╭─ EXTRAIT DU TEXTE

La guerre avec la Prusse éclate en 1870. Claude et Camille viennent de se marier. Après des vacances à Trouville, ils se sont installés à Londres. La terrible nouvelle les anéantit : leur ami Frédéric, engagé pour la France, vient de mourir à 29 ans dans un paysage du Gâtinais.
Installés à Argenteuil, des années heureuses vont commencer pour Camille et Claude. Monet peint comme jamais jusqu’ici. Seule la lumière l’intéresse. Il possède un bateau-atelier qui lui permet de naviguer, peindre l’eau, les berges, les ponts, les péniches. Il peint quelque chose de nouveau qui l’inspire et l’éblouit. Sait-il lui-même ce qu’il peint…
Camille est sa joie de vivre, son jardin sa source d’inspiration. Il surprend la jeune femme partout : au détour d’une allée, dans l’encadrement d’une fenêtre, assise à l’ombre d’un feuillage, la robe parsemée de paillettes lumineuses.
Claude Monet - La Liseuse, 1872, Walters Art Museum, Baltimore
Elle pose en hiver sous la neige habillée d’une capeline rouge, ou debout sur un talus tenant une ombrelle, sa silhouette ascensionnelle se découpant en plein ciel.
Claude Monet - La Capeline rouge, 1873, The Cleveland musuem of Art
« Souris, lance Claude à sa femme ! » Affublée d’une somptueuse robe d’acteur japonais rouge brodée de fleurs et de personnages grimaçants, la pauvre Camille tient un éventail à hauteur du visage et s’efforce de sourire malgré cette pose étrange en « Japonaise » avec ce déguisement théâtral et un guerrier grotesque brodé sur les fesses…
Claude Monet - La Japonaise, 1876, Museum of Fine Arts, Boston
La période radieuse d’Argenteuil est terminée. Installés dans une maison à Vétheuil près de Giverny, la naissance d’un deuxième enfant révèle la terrible maladie de Camille.

╰─

CONSIGNE
Recopiez fidèlement tout le passage de l'extrait sur Monet et Camille, depuis « Claude Monet - La Liseuse, 1872, Walters » jusqu'à « en plein ciel. » inclus. La liste qui suit n'a aucun rôle dans ce travail.

╭─ DONNÉES ENREGISTRÉES

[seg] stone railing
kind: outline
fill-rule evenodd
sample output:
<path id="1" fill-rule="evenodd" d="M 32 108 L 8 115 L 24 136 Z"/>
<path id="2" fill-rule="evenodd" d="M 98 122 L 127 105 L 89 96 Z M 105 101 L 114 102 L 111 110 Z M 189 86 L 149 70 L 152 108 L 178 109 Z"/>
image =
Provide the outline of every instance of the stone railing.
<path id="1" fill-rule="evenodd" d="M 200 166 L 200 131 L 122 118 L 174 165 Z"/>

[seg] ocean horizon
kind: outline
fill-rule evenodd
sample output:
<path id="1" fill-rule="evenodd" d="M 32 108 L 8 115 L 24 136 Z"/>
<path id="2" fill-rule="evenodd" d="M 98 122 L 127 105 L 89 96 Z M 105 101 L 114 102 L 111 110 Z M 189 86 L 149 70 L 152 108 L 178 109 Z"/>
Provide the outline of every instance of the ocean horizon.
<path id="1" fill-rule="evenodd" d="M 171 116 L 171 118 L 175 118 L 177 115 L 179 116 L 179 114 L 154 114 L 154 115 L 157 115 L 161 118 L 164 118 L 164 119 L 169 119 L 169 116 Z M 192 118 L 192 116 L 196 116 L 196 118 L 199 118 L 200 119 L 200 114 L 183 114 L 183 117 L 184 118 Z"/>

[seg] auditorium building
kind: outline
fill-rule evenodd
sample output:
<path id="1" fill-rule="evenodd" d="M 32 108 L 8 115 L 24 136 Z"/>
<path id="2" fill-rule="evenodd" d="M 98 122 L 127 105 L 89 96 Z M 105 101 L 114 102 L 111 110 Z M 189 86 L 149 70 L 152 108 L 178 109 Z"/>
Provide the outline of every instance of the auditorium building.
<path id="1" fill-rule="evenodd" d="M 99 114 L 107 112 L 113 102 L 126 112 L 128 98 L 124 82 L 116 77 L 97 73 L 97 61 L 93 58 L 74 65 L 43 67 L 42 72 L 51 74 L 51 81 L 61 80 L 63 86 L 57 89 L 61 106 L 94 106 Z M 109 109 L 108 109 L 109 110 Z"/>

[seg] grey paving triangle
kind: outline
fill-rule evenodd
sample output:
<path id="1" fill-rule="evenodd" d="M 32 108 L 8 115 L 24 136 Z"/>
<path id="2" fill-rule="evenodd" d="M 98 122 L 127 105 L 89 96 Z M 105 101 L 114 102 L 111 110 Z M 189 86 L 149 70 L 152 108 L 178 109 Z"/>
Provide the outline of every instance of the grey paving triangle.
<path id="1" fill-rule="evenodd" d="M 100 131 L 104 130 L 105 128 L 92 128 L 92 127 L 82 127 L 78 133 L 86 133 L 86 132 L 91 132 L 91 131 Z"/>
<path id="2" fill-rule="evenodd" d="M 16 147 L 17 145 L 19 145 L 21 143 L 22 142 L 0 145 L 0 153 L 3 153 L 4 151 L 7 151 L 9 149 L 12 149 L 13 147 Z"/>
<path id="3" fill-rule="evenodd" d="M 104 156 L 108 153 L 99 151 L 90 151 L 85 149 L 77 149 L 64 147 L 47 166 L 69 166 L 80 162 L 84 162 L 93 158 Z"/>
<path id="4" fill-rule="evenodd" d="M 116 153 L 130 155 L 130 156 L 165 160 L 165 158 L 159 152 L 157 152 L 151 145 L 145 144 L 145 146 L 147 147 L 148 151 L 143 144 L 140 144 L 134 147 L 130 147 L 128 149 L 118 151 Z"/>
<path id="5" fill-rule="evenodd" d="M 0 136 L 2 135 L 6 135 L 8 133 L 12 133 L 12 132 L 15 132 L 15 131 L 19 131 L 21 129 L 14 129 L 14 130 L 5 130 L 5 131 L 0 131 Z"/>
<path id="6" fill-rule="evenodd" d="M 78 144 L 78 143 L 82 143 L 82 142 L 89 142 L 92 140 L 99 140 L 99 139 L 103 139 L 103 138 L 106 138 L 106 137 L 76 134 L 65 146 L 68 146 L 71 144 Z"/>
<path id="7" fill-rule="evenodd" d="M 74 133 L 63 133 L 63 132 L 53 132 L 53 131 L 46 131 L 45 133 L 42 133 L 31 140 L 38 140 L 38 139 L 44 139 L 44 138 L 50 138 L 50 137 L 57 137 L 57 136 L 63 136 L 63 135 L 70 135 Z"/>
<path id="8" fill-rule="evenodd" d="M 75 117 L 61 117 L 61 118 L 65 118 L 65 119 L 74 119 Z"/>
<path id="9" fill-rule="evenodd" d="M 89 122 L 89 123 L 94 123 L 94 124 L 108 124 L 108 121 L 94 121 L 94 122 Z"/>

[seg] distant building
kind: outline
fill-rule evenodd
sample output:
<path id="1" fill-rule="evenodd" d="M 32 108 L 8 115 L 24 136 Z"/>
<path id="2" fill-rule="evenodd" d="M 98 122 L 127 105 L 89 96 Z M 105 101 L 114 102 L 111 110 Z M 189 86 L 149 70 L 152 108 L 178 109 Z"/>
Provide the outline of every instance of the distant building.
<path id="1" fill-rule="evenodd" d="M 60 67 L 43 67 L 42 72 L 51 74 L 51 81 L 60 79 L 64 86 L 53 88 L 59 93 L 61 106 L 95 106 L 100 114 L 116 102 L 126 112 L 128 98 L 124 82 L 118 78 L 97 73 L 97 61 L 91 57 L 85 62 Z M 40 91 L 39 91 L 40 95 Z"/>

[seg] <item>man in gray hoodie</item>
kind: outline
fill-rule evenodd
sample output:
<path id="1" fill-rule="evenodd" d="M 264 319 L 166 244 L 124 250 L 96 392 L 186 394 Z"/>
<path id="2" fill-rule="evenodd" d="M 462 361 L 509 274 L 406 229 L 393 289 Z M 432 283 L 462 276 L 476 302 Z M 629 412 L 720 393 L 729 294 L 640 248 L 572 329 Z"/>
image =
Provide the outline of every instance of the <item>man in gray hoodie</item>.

╰─

CORRIGÉ DE L'EXERCICE
Claude Monet - La Liseuse, 1872, Walters Art Museum, Baltimore
Elle pose en hiver sous la neige habillée d’une capeline rouge, ou debout sur un talus tenant une ombrelle, sa silhouette ascensionnelle se découpant en plein ciel.